Source information
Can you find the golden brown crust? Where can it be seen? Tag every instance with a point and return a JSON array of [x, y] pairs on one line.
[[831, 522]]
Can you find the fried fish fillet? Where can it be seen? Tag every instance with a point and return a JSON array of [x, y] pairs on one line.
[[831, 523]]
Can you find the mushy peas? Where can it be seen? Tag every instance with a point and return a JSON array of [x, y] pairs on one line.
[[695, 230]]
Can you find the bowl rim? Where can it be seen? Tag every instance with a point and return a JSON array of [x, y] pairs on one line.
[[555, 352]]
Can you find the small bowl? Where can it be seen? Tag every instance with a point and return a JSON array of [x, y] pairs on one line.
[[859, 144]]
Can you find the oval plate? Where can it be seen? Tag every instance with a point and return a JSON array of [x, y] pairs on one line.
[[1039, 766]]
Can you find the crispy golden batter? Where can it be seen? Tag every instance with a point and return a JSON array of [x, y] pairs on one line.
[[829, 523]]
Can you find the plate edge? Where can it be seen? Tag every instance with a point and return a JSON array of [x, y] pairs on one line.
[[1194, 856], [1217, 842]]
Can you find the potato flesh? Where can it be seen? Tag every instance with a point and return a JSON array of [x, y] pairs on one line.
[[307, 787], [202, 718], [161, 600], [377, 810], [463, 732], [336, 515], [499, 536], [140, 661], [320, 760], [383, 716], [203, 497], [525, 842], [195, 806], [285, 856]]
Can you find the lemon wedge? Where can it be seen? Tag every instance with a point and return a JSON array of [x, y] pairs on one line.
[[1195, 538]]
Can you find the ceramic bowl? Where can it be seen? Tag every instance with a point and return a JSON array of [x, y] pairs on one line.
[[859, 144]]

Exercise objective
Exactly reproduce every line of the records.

Solution
Can you find the golden brown crust? Where can it be seen? Tag every instance with a point and return a JSON array of [x, y] pairs on one line.
[[831, 522]]
Can you find the fried fish fillet? Where can it be seen? Tag every instance with a point and return a JSON array of [x, y] pairs on one line.
[[831, 523]]
Can you find the mushy peas? Where can it be seen? Tag every instance with a point and return a JSON array of [x, y] pairs on one line.
[[695, 230]]
Can you find the bowl rim? Where can it be seen? Tag every instance with a point and return a JSON array of [x, y] pairs on one line.
[[555, 352]]
Can you find the small bowl? Where can it be seen? Tag every instance with a point and return a JSON array of [x, y] pairs on one line.
[[859, 144]]
Can you find the oval plate? Where can it be seen? Tag every instance with a point and return a JSON array of [x, y] pairs on one line.
[[1039, 766]]
Can you find the crispy golden batter? Where can it be seen? Tag every instance with a point and return a JSON array of [x, y] pairs on one line.
[[829, 523]]
Can you find the plate edge? Where can it be seen? Tag every instance with a point and return a JSON array of [x, y] pairs on one line.
[[1194, 856], [1217, 842]]
Can you find the potato flesh? Where can it be seen? Tag every instance with a point and return a JSON array of [x, y] pairs on one line.
[[307, 787], [202, 718], [161, 600], [377, 810], [463, 732], [336, 515], [499, 536], [140, 661], [320, 760], [383, 716], [203, 497], [525, 842], [195, 806], [285, 856]]
Can you find the lemon wedge? Where can it be seen? Tag every instance with a point and return a JSON array of [x, y] pairs on one line.
[[1195, 538]]
Can you find the ceramic bowl? Where can it be seen? Tag every instance with a point and return a JSON array of [x, y] pairs on one line.
[[859, 144]]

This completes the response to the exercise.